====== Data records ======
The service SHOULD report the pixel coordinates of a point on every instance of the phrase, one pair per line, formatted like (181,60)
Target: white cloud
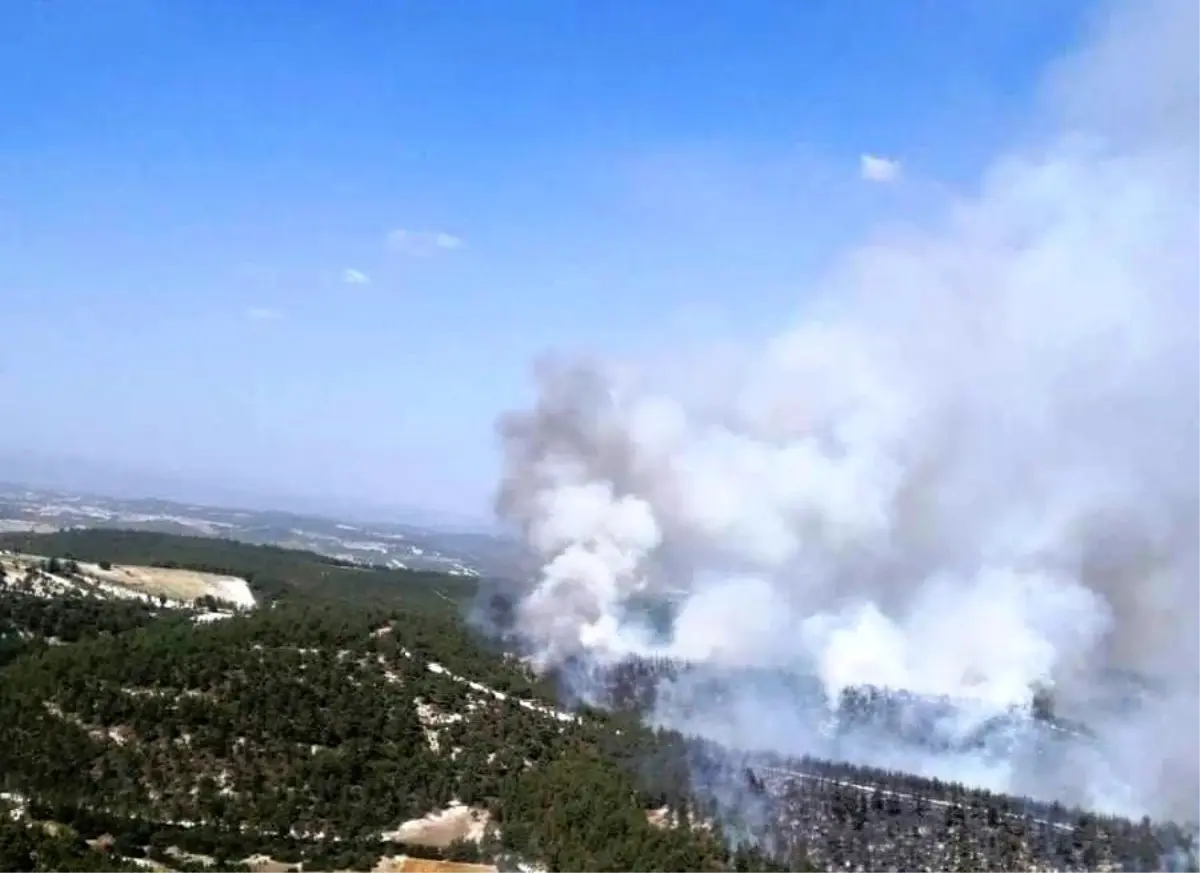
(874,168)
(262,313)
(423,242)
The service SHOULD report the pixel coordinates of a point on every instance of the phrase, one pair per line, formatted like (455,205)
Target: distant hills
(387,545)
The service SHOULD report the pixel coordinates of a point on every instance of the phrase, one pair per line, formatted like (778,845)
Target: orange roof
(415,865)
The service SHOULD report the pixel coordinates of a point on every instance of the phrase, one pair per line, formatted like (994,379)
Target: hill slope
(343,729)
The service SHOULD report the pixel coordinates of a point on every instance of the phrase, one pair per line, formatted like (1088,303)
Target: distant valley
(393,546)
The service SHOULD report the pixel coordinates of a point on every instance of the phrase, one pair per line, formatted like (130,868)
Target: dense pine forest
(355,699)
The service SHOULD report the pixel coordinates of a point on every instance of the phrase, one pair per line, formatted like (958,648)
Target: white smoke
(971,468)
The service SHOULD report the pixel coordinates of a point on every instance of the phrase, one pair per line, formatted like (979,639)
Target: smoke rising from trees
(970,468)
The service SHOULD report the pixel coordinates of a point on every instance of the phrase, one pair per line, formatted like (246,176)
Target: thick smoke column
(972,468)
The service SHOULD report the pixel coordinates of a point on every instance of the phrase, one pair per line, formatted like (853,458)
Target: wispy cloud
(262,313)
(423,242)
(874,168)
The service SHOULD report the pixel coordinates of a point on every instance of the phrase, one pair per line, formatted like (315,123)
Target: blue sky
(292,248)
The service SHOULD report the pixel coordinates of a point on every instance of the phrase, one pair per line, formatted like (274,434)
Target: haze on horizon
(309,252)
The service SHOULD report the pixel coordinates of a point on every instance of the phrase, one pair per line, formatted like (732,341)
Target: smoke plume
(971,467)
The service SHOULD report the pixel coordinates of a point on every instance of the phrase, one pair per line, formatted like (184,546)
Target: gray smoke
(971,468)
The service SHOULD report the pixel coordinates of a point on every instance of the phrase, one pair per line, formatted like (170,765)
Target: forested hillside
(273,572)
(342,729)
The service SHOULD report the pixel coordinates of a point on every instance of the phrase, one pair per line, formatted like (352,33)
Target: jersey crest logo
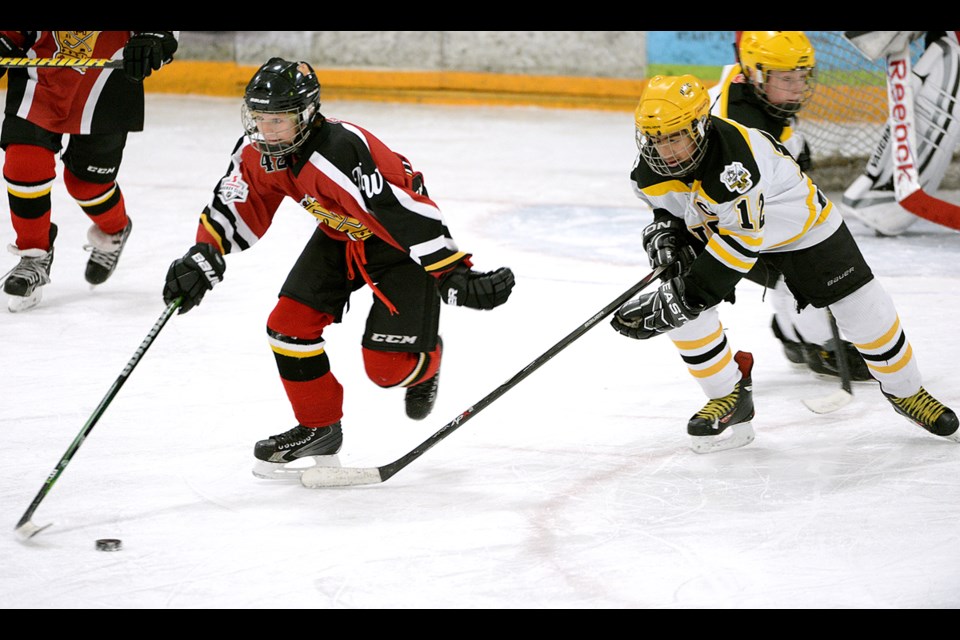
======
## Set exercise
Using the material above, set down every line exactly, but skip the pictures.

## Result of the task
The service SHOULD report the pixel coordinates of a point on every instance of the phrase, one pair per line, formatted like (181,60)
Target: white cloud
(874,168)
(262,313)
(423,242)
The service SHOULD report the pixel coordinates of a point on every instance of the phrase, one pair per line, formatted like (455,205)
Target: distant hills
(387,545)
The service SHOULD report the pixel coordinates of a point on every instance of the phrase, one pair per line, formatted like (778,845)
Target: orange roof
(415,865)
The service SHOULD report the pixel coordinates of a point on every instance of the phrase, one pair per line, formatted like (994,379)
Target: hill slope
(343,729)
The service SHOULD report the pixel coordinates of a point on every instance of the phrase, one pair per line, formatted like (1088,303)
Target: distant valley
(393,546)
The service SHOULD report the pixel coordinates of a point on every instance of the phrase, one pair per line, formatted like (130,868)
Target: dense pine forest
(355,699)
The service SHOULD report the pixel coordinates of a point on every instance of the phrase, one pair per line, formatted like (958,648)
Target: white smoke
(971,468)
The service SHOULD report the pixel coordinates of a point on every instance of the phrase, one pair per line, formatted like (979,639)
Target: smoke rising from trees
(970,468)
The service SHOULD report the pixel coordinates of a point on every instance of the phrase, one pair per line, formatted like (246,176)
Target: thick smoke column
(972,468)
The service SHOULD report the pixel coordinates of a point on every instance of the phrase, one pair per line, formatted like (853,458)
Target: wispy cloud
(262,313)
(423,242)
(874,168)
The service SHOULD report the pixel coordinates of a point on every instance of the phrase, one pair per line, formatted like (315,123)
Target: blue sky
(292,248)
The service SHOULD report the pixel coordinates of a point on every instance of the phrase, one pair per line, formatted like (274,434)
Target: haze on horizon
(309,252)
The service SHOULD report the pixel coordinates of a point on every instance of the phrase, one pair per line, formatted like (732,341)
Target: smoke plume
(971,467)
The service SHOULD report the pixel coordinates of a point on every instance of the phrase, one pair per line, formatted like (184,546)
Target: gray smoke
(971,468)
The service SHOULD report the pixel coordinates of a point on every instance of the phrase, one pair per line, formatted like (170,765)
Target: forested hillside
(273,572)
(342,729)
The service SHOULD report the pixel coordinates of a point on every instance of the phrase, one pair per line, formatted like (352,33)
Target: jersey crest logo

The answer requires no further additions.